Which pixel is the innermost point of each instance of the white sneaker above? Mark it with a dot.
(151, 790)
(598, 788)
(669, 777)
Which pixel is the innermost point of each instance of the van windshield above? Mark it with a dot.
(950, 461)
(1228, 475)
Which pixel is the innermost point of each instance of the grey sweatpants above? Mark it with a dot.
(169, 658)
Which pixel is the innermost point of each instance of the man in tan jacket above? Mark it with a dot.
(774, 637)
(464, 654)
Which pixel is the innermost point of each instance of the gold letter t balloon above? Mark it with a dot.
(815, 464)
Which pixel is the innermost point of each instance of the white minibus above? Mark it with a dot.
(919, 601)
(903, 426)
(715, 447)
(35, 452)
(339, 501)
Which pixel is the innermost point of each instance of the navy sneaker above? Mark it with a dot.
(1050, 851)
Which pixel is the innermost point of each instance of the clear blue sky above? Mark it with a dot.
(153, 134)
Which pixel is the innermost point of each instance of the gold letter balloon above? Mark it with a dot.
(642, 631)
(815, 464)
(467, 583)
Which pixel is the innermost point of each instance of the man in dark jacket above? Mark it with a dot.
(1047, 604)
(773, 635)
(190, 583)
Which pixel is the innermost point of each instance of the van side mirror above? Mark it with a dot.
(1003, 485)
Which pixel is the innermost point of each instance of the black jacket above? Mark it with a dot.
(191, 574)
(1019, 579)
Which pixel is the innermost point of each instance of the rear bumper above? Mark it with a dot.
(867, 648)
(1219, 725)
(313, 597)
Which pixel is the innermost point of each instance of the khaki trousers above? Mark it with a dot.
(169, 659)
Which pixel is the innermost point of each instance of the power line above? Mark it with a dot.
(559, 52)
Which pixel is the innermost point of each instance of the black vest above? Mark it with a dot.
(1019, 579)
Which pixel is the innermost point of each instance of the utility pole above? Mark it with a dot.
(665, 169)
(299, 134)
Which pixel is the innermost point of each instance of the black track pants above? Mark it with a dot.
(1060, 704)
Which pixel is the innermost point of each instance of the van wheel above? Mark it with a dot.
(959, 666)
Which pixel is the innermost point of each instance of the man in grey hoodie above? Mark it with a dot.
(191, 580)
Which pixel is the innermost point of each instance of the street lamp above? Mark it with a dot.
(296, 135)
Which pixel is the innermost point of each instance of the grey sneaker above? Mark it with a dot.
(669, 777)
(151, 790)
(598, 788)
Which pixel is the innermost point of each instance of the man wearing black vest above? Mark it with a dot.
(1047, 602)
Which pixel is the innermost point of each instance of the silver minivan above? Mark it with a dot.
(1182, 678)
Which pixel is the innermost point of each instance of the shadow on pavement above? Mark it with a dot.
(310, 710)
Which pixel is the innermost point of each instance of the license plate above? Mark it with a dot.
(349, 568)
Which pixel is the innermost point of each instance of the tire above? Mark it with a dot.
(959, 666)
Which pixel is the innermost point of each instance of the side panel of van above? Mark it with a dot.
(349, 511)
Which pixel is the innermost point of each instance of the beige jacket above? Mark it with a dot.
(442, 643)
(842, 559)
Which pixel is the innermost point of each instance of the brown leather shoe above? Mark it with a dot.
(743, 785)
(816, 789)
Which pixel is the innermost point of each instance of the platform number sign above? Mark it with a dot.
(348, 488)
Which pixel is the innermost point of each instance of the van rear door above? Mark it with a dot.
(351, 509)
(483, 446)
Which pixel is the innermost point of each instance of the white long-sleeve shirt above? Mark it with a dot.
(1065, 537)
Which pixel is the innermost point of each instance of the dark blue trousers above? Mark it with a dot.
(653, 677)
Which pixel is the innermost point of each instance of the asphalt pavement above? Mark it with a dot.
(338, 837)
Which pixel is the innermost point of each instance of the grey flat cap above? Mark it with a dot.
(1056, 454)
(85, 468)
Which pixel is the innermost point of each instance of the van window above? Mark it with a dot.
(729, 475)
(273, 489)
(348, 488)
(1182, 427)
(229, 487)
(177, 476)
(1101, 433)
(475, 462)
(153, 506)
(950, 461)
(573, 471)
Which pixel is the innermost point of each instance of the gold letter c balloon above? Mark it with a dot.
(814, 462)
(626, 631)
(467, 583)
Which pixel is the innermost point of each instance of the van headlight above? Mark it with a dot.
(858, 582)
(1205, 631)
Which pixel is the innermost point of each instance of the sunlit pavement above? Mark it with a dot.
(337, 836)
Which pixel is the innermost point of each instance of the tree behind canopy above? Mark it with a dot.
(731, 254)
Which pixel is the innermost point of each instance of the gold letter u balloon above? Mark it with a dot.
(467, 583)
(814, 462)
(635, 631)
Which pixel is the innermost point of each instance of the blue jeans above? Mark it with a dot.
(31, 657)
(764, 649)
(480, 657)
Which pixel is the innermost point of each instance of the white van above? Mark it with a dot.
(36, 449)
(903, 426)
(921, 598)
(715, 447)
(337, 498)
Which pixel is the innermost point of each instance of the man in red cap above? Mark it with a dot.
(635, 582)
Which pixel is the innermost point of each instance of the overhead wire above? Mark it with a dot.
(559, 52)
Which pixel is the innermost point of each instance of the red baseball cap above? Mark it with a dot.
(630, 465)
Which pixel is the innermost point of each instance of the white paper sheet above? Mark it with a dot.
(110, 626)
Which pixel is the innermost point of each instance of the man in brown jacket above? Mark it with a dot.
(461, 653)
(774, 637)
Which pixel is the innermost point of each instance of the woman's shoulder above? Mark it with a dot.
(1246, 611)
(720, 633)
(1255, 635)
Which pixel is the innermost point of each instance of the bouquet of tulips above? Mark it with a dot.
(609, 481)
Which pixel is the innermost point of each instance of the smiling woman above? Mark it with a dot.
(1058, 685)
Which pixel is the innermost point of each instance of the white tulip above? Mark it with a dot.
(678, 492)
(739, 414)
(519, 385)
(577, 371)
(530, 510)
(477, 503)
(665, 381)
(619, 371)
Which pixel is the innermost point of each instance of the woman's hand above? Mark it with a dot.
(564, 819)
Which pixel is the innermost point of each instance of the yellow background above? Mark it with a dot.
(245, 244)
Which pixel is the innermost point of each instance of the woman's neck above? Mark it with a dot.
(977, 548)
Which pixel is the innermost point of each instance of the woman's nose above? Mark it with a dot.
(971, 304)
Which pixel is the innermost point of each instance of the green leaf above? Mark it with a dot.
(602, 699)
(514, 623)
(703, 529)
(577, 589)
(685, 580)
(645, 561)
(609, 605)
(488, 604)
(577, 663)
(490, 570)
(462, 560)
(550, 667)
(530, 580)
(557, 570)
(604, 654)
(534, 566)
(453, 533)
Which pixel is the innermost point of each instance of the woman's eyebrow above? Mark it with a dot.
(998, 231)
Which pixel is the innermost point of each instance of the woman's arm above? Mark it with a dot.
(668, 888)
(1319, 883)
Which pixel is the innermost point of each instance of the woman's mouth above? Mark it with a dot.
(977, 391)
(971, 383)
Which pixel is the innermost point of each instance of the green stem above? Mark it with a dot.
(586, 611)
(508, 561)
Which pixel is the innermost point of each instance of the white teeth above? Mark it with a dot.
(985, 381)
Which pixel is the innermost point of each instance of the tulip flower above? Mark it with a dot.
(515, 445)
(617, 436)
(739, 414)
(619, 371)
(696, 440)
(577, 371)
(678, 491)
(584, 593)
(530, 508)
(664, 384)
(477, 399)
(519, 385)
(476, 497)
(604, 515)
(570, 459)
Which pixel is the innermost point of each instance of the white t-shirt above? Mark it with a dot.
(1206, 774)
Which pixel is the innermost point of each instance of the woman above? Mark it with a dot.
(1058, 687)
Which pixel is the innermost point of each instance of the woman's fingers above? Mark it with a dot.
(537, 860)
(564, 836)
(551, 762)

• **TASK STATEMENT**
Return the material above in full, exactly as written.

• **ANSWER BOX**
Which pixel is the innermost point of each instance of the white sneaker above? Mark it with a dot.
(151, 790)
(598, 788)
(669, 777)
Which pixel is the innermost point of each instance of the van windshield above? Mark it with a dot.
(950, 461)
(1228, 475)
Which pixel is the innermost point of each instance of the grey sweatpants above? Mark it with a dot.
(169, 658)
Which pixel is the innermost point of each instance of the man in tan jacket above? Mark it with a dot.
(774, 637)
(464, 654)
Which pixel is the innermost point of each instance of the gold letter t balloon above? Mark it with a dot.
(815, 464)
Which pixel is the innermost point of each instance of the white minibus above? Mark it with a dot.
(919, 601)
(903, 426)
(715, 447)
(35, 452)
(339, 501)
Which pixel is the innermost point of each instance of the navy sneaker above? Mark it with a dot.
(1050, 851)
Which pixel is the innermost point of each instance of the clear blue sky above? Mark it with a dot.
(153, 134)
Which pixel is the innermost point of each instance of the gold letter balloon above? Mark it with a dot.
(642, 631)
(815, 464)
(467, 583)
Which pixel is the innermost point of each instance of the man in dark jacket above? Mark it with a dot.
(1047, 604)
(773, 635)
(190, 583)
Which pixel is the innermost point of each instance of the van side mirror above? Mark it with a dot.
(1003, 485)
Which pixel is the innermost point of each instance of the black jacket above? Mark it with a dot.
(191, 574)
(1019, 579)
Which pixel is the innermost point of each instance of the rear bumper above? Mark it with a dot.
(867, 648)
(1219, 725)
(313, 597)
Which pixel is the innermost point of each instance of the khaki trousers above? Mark it with a dot.
(169, 659)
Which pixel is the innermost point of each instance of the power line above? Mark it with a dot.
(559, 52)
Which pixel is the innermost point of each instance of the black vest above? Mark it with a dot.
(1019, 579)
Which pixel is the innermost point of each instance of the utility pole above? Mark it with a dot.
(665, 169)
(299, 134)
Which pixel is the innermost point of each instance of the black track pants above? Mark it with a dot.
(1060, 704)
Which pixel is the innermost point of each instance of the van wheel above? Mark it with a dot.
(959, 666)
Which pixel is the innermost point of each instance of the man in grey hoodie above? Mark it with a dot.
(191, 580)
Which pixel is the innermost point of each instance of the street lamp above? Mark it with a dot.
(296, 135)
Which pixel is the innermost point of each instance of the grey sneaker above? Mark it with a dot.
(669, 777)
(151, 790)
(598, 788)
Which pixel is the innermost point of each instance of the man wearing black vest above? Mark it with a dot.
(1047, 602)
Which pixel is the innermost point of each instance of the silver minivan above? Mark it with a dot.
(1182, 678)
Which pixel is the innermost point of each instance of the shadow on pavement above? Mark it with a dot.
(310, 710)
Which pixel is the innermost point of each instance of the license plate above? Mark it with a dot.
(349, 568)
Which pixel is the innermost point of each instance of the tire above? Mark it with a dot.
(959, 666)
Which pixel is the innermost point of each instance of the side panel of van above? Mark it with a dot.
(349, 511)
Which pixel is the innermost point of each instance of the beige jacket above? Mark it with a dot.
(442, 643)
(842, 559)
Which pixel is the innermost point of each instance of the brown leather shoe above? Mark it with a dot.
(743, 785)
(816, 789)
Which pixel is the innermost point of each instance of the platform number sign above? Mark it with a dot.
(348, 488)
Which pixel is the innermost point of each instance of the van rear door above? Mark it with a dot.
(351, 509)
(483, 446)
Which pixel is the innermost point of each instance of the white long-sleeve shirt above? Mark it with a dot.
(1065, 537)
Which pixel is the innermost point of each instance of the dark blue trousers above? Mark it with a dot.
(653, 677)
Which pixel is the innermost point of each instance of the asphalt pavement above? Mark it with a dot.
(338, 837)
Which pixel is the innermost point of each instance of the grey flat cap above? Mark it with a dot.
(1056, 454)
(85, 468)
Which pixel is the innermost point of each instance of the van window above? Mark it with a dot.
(729, 475)
(273, 489)
(348, 488)
(1182, 427)
(229, 487)
(177, 476)
(1101, 433)
(475, 462)
(153, 506)
(950, 461)
(573, 471)
Which pixel is the innermost point of each instance of the gold letter c balloon above? Mark it with a dot.
(814, 462)
(626, 631)
(467, 583)
Which pixel is the innermost point of each instance of the van headlight above? Mark it with a dot.
(858, 582)
(1205, 631)
Which pixel is the innermost point of each instance of the sunlit pavement above? Mark it with a dot.
(337, 836)
Which pixel is the innermost point of each instance of the tree behind canopy above? Mark it with a dot.
(731, 254)
Which pixel is the innermost point of each instance of the gold letter u balloon above? Mark it with a dot.
(467, 583)
(814, 462)
(635, 631)
Which pixel is the innermost point of each instance of the blue jeans above? Mark it with a dot.
(31, 657)
(764, 649)
(480, 657)
Which pixel is the innermost point of each instance of the white van above? Mark it with a dot.
(36, 449)
(903, 426)
(921, 598)
(715, 447)
(337, 498)
Which pixel is the innermost point of each instance of the man in red cap above? Mark it with a dot.
(635, 582)
Which pixel is the innermost point of each instance of the overhead wire above? Mark it with a dot.
(559, 52)
Which pixel is the innermost point of each instance of the red baseball cap above? Mark it with a dot.
(630, 465)
Which pixel is the innermost point of each instance of the white paper sheet above? Mark it with a dot.
(110, 626)
Which pixel is the innermost point of each instance of the man in brown jacket above? Mark it with a dot.
(461, 653)
(774, 637)
Which pixel is the innermost point of each instance of the woman's shoulder above? Mark it with a dot.
(1246, 611)
(720, 633)
(1255, 635)
Which pixel is the innermost point of each instance of the bouquet of tulips above? Mark it with a dot.
(609, 481)
Which pixel is the innermost point of each instance of the smiling woman above? Mark it with a dot.
(1058, 685)
Which pixel is the innermost point of each instance of the white tulip above? Mark it with a dot.
(678, 492)
(739, 414)
(519, 385)
(577, 371)
(530, 510)
(477, 503)
(665, 381)
(619, 371)
Which pixel is the innermost point of each instance of the woman's hand above? Mark it with a dot.
(564, 819)
Which pixel is the innermost point of each instance of the yellow background above? Mark it with a dot.
(245, 244)
Which pixel is the innermost point of each instance of the woman's neck above? Mark it with a dot.
(977, 548)
Which pixel is the innermost point of each instance of the woman's nose above? Mark it with a dot.
(971, 304)
Which pixel is the innermost point of each instance of the green leaf above? Mark it with a dot.
(602, 699)
(514, 623)
(703, 529)
(577, 589)
(685, 580)
(645, 561)
(609, 605)
(488, 604)
(577, 663)
(490, 570)
(462, 560)
(550, 667)
(530, 580)
(557, 570)
(604, 654)
(534, 566)
(453, 533)
Which pixel is the innermost point of each instance of the woman's eyebrow above? Mark it with a dot.
(998, 231)
Which pixel is the innermost point of each instance of the woman's arm above? Mark it with a dot.
(668, 888)
(1319, 883)
Which pixel is the innermost point of each instance of the woman's mouth above? Mark it with a dot.
(977, 391)
(971, 383)
Which pixel is the innermost point of each instance of the green stem above? Mark it with a dot.
(586, 611)
(508, 561)
Which pixel is the innermost point of each instance of the white teeth above? Mark it with a dot.
(985, 381)
Which pixel is the innermost point of each instance of the tulip flower above? Mark it with a dot.
(515, 445)
(617, 436)
(739, 414)
(619, 371)
(696, 440)
(577, 371)
(678, 491)
(584, 593)
(530, 508)
(664, 384)
(477, 399)
(519, 385)
(476, 497)
(604, 515)
(570, 459)
Which pixel is the innermost point of each instance of the white t-shirt above? Mark it with a dot.
(1206, 774)
Which pixel is the innermost point of each instance of the woman above? Mark it with a dot.
(1058, 687)
Which pixel is the innermost point of each instance of the woman's fingers above? Mark it with a dot.
(537, 860)
(564, 836)
(551, 762)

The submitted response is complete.